The medical education and training tradition at Schulich Medicine is one that I’m proud to be a part of, and has inspired me to share it with my younger colleagues. I never thought of myself as a teacher until I had to supervise a student for one of my colleagues who was away from clinic. That paved the way for the opportunity to share my passion for rural comprehensive medicine with students and residents, and I confess that I find learning from them is just as rewarding and fulfilling as the knowledge I share with them.
My objective with teaching is to showcase rural family medicine, how multiple skills from various fields come together in caring for patients without the comfort and resources of academic tertiary centres. Not only do the learners become exposed and take part in providing care for patients in rural communities, but sometimes that awakens a passion within them to practise in a community like Petrolia.
Dr. Cody Jackson, PGY2, Family Medicine
Medical education has been my life for the past six years, through medical school and residency. I have trained in remote, rural, urban and inner city locations, and all have been a crucial experiences for me. In Canada, we train physicians to practise in any environment because every environment needs a physician and each contains unique challenges that graduates need to be prepared for.
The Central Lambton Family Health Team (CLFHT) has been my rural placement this year and it encapsulates well the unique challenges, opportunities and experiences that rural medicine provides. A family physician is often thought of only in the context of their community practice, but this is only one aspect of rural family practice life in the Central Lambton region. Physicians like Dr. Al-Dhaher maintain their community practice but they also care for patients in nursing homes, see patients in the local emergency room, and manage patients when they are admitted to hospital. They are the doctors running a ‘code blue’ if a patient stops breathing or goes into cardiac arrest.

◆ **TO DO**
• 1. Answer these questions from the rural medicine training text:
(a) Which community is named as the kind of place where learners may develop a passion to practise?
(b) For how many years has medical education been Dr. Cody Jackson's life?
(c) Which team has been Dr. Cody Jackson's rural placement this year?
• 2. Set down the part of the rural medicine training text between "My objective with" and "community like Petrolia.", inclusive.

◆ **AVAILABLE DATA**
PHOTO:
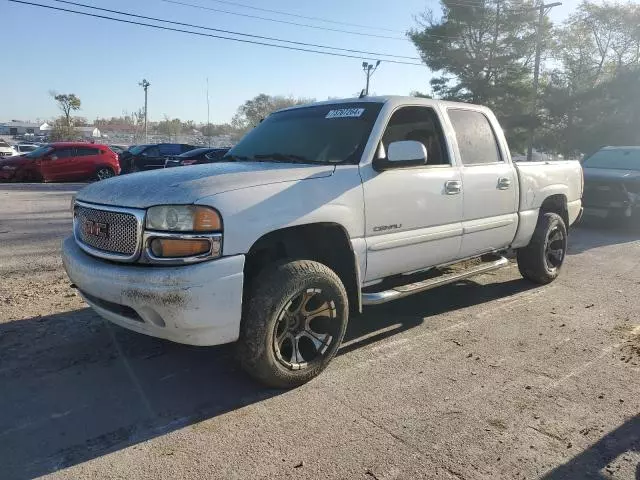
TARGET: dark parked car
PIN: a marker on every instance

◆ **ANSWERS**
• 1.
(a) Petrolia
(b) Six years
(c) The Central Lambton Family Health Team (CLFHT)

• 2.
My objective with teaching is to showcase rural family medicine, how multiple skills from various fields come together in caring for patients without the comfort and resources of academic tertiary centres. Not only do the learners become exposed and take part in providing care for patients in rural communities, but sometimes that awakens a passion within them to practise in a community like Petrolia.